## Задание 1
Воспроизведите дословно фрагмент текста о возвращении подбитого бомбардировщика, который начинается со слов «- Миша, Гриша, прыгайте! - приказал» и заканчивается словами «то ни стало.».
## Задание 2
Сколько «фокке-вульфов» атаковали самолет Воробьева, согласно тексту о возвращении подбитого бомбардировщика?
## Задание 3
Продолжите текст о возвращении подбитого бомбардировщика, начиная сразу после команды «Шасси!».

======== Исходный текст

Выбрать главу

Наконец показался берег, занимаемый советскими войсками. Оба мотора работали на полную мощность, и все-таки я стал отставать от строя. Поврежденное хвостовое оперение оказывало большое сопротивление. Временами самолет терял равновесие: то клевал носом, то уходил влево. С большим трудом мне удавалось выравнивать его. Меня вдруг охватило чувство неуверенности в благополучном исходе полета. Даже подумал: не лучше ли штурману и стрелку-радисту покинуть машину? И тут же решил, что так будет надежней.

- Миша, Гриша, прыгайте! - приказал я.

Но они почему-то медлили и ничего не отвечали.

- Прыгайте! Не то поздно будет! - повторил я настойчиво.

Наконец Губанов сказал:

- Лучше сажай, я прыгать не стану.

- Я тоже, - ответил стрелок-радист.

После таких ответов у меня словно сил прибавилось. Значит, верят в своего командира. Значит, надо дотянуть до аэродрома и посадить машину во что бы то ни стало.

Невольно вспомнилось, как действовал в аналогичной ситуации гвардии старший лейтенант С. С. Воробьев. Над Либавой его подбили зенитки. Снаряды повредили на самолете бензобак и водосистему. Левый мотор вышел из строя, пилотировать машину было трудно. Воробьев стал отставать от строя и терять высоту. К одной беде вскоре прибавилась другая - подбитый бомбардировщик снизу сзади атаковали четыре "фокке-вульфа". Штурман М. И. Бабкин и стрелок-радист Ю. М. Глуздовский открыли по ним огонь из пулеметов. Фашисты отвернули, но тут же снова ринулись в атаку. У Пе-2 загорелся левый мотор, разрушился левый киль, отлетела часть обшивки плоскости. Положение казалось безвыходным. Однако летчик не потерял самообладания и действовал хладнокровно. Он сбил пламя с мотора, выпустил щитки, уменьшил скорость и продолжал полет. Дотянув до своего аэродрома, Воробьев мастерски посадил машину.

Вспомнив об этом случае, я стал действовать более уверенно и постепенно приноровился к капризам своей машины. Впереди показался аэродром, над которым кружили возвратившиеся с задания самолеты.

- Запроси у стартового командного пункта разрешение на внеочередную посадку, - приказал я воздушному стрелку-радисту.

Вскоре Лысенко доложил, что посадка разрешена.

Я вывел самолет на последнюю прямую и скомандовал штурману: "Шасси!"

================
======== Предоставленные данные

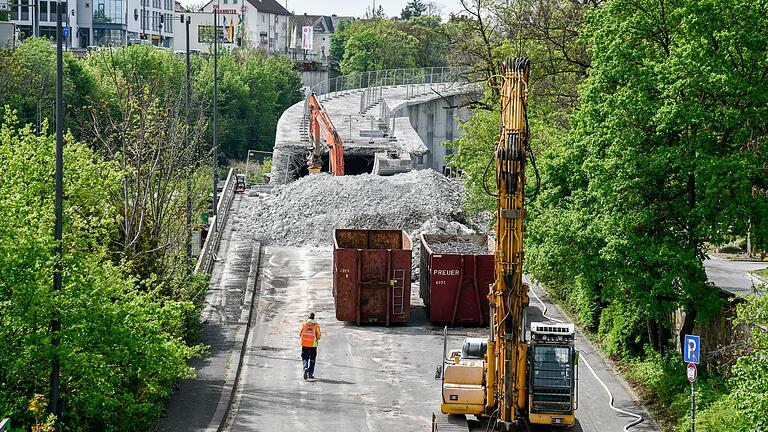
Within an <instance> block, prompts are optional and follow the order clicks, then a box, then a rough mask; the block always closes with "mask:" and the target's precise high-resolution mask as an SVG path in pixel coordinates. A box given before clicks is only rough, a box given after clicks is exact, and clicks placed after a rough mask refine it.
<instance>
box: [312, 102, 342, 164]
mask: <svg viewBox="0 0 768 432" xmlns="http://www.w3.org/2000/svg"><path fill="white" fill-rule="evenodd" d="M307 109H308V111H309V136H310V139H311V140H312V151H311V152H310V154H309V156H308V157H307V166H308V168H309V171H310V172H320V169H321V168H322V166H323V162H322V155H323V146H322V140H325V144H326V145H327V146H328V153H329V160H330V163H329V166H330V172H332V173H333V175H337V176H343V175H344V143H343V142H342V141H341V137H340V136H339V133H338V132H337V131H336V127H334V126H333V122H332V121H331V118H330V117H329V116H328V113H327V112H326V111H325V110H324V109H323V105H322V104H321V103H320V100H319V99H318V98H317V95H315V94H314V93H310V94H309V96H307Z"/></svg>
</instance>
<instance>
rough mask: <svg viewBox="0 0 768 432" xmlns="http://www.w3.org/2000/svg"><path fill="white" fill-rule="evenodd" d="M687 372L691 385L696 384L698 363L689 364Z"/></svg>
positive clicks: (688, 380)
mask: <svg viewBox="0 0 768 432" xmlns="http://www.w3.org/2000/svg"><path fill="white" fill-rule="evenodd" d="M685 371H686V374H687V375H688V381H690V382H691V384H693V383H694V382H696V363H688V367H687V368H686V370H685Z"/></svg>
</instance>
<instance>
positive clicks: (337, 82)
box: [311, 66, 468, 102]
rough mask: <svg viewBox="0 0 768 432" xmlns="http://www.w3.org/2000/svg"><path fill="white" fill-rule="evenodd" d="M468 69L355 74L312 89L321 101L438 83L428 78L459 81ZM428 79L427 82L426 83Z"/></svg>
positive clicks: (317, 84) (418, 70)
mask: <svg viewBox="0 0 768 432" xmlns="http://www.w3.org/2000/svg"><path fill="white" fill-rule="evenodd" d="M467 70H468V69H466V68H463V67H448V66H438V67H428V68H409V69H385V70H376V71H368V72H354V73H351V74H347V75H342V76H338V77H335V78H331V79H327V80H325V81H320V82H319V83H317V84H315V85H314V86H312V87H311V91H312V92H314V93H315V94H316V95H317V96H318V98H319V99H320V101H321V102H322V101H323V100H325V99H328V98H331V97H334V96H336V95H346V94H349V93H351V92H353V91H358V90H364V89H367V88H373V87H377V88H381V87H387V86H397V85H406V84H414V83H424V82H430V83H431V82H436V81H434V80H431V79H430V78H428V77H438V76H440V77H442V79H444V80H454V81H457V80H458V79H459V77H460V76H461V75H462V73H466V71H467ZM425 78H426V81H424V80H425Z"/></svg>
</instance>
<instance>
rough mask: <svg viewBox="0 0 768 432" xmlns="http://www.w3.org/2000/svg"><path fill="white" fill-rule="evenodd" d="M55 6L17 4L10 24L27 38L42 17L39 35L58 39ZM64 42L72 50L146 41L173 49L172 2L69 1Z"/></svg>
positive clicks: (46, 5)
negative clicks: (57, 35)
mask: <svg viewBox="0 0 768 432" xmlns="http://www.w3.org/2000/svg"><path fill="white" fill-rule="evenodd" d="M55 4H56V2H54V1H48V0H18V4H15V5H12V6H11V21H12V22H13V23H15V24H16V27H17V31H19V32H22V33H23V34H24V35H25V36H31V35H32V34H33V25H34V23H33V20H34V18H35V16H38V17H39V20H38V23H39V35H40V36H46V37H50V38H51V39H54V40H55V38H56V12H55V7H54V5H55ZM65 10H66V15H64V16H62V19H63V21H64V27H65V30H64V38H65V40H64V42H65V44H66V46H67V47H70V48H86V47H88V46H92V45H102V46H105V45H126V44H128V43H129V42H138V41H139V40H141V39H144V40H146V41H148V42H146V43H149V42H151V43H152V44H153V45H157V46H166V47H170V46H173V36H174V29H175V27H176V24H175V23H174V19H173V18H174V1H173V0H68V2H67V4H66V9H65Z"/></svg>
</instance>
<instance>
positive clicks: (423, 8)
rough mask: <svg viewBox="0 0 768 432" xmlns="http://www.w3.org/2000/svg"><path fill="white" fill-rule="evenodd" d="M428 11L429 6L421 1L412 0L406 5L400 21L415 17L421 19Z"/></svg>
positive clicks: (403, 10) (404, 8)
mask: <svg viewBox="0 0 768 432" xmlns="http://www.w3.org/2000/svg"><path fill="white" fill-rule="evenodd" d="M426 11H427V5H425V4H424V2H422V1H421V0H410V1H409V2H408V3H406V5H405V7H404V8H403V10H402V11H401V12H400V19H404V20H407V19H411V18H414V17H420V16H421V15H422V14H424V12H426Z"/></svg>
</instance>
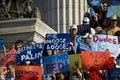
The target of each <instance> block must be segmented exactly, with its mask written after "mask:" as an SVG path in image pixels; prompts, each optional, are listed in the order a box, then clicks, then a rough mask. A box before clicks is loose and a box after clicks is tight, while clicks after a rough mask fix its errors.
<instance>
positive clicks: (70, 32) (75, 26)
mask: <svg viewBox="0 0 120 80" xmlns="http://www.w3.org/2000/svg"><path fill="white" fill-rule="evenodd" d="M69 32H70V51H68V54H74V53H75V52H74V50H73V46H74V43H75V37H76V35H77V32H78V28H77V25H75V24H74V25H72V26H70V28H69Z"/></svg>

================

## Поле ответа 1
- Миша, Гриша, прыгайте! - приказал я.

Но они почему-то медлили и ничего не отвечали.

- Прыгайте! Не то поздно будет! - повторил я настойчиво.

Наконец Губанов сказал:

- Лучше сажай, я прыгать не стану.

- Я тоже, - ответил стрелок-радист.

После таких ответов у меня словно сил прибавилось. Значит, верят в своего командира. Значит, надо дотянуть до аэродрома и посадить машину во что бы то ни стало.

## Поле ответа 2
Самолет Воробьева атаковали четыре «фокке-вульфа».

## Поле ответа 3
Губанов перевел рычаг на "выпуск". Загорелись зеленые лампочки - шасси вышли. Вдруг слева вынырнула "пешка" и, сделав у нас перед носом четвертый разворот, пошла на посадку. Значит, мне уже не сесть. А второй круг машина не сможет одолеть.

- Стреляй красными! - крикнул я штурману.

Со старта нам тоже ответили предупредительными ракетами. Но вот первая "пешка" вдруг прекратила снижение и пошла на второй круг. Я убрал газ. Машину потянуло влево. Немедленно прибавил обороты мотору. Самолет пронесся мимо посадочного "Т" и с небольшим промазом коснулся земли.

- Порядок! - радостно воскликнул Губанов, с напряжением следивший за моими действиями.

На стоянке мы вместе с подошедшими техниками внимательно осмотрели самолет. Хвостовое оперение .было искорежено до неузнаваемости, а в плоскостях зияли десятки дыр. Нас поздравляли. Губанов, Лысенко и я стояли измученные, но счастливые. Я обнял друзей и сказал:

- Спасибо вам. Нас спасла ваша вера в командира.

- Молодец, Калиниченко! - жал мою руку инженер полка В. Т. Бражкин после осмотра машины.

- Какой там молодец, - махнул я рукой. - Смотрите, сколько работы задал вашим ребятам.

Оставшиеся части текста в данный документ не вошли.